• **What is being asked**
Transcribe every row below character for character, changing nothing.

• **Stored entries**
==================================================

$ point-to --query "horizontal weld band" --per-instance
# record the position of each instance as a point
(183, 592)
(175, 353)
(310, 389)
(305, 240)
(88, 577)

==================================================

• **Correct output**
$ point-to --query "horizontal weld band" --per-instance
# record the position of each instance as a point
(183, 592)
(175, 353)
(310, 389)
(305, 240)
(88, 577)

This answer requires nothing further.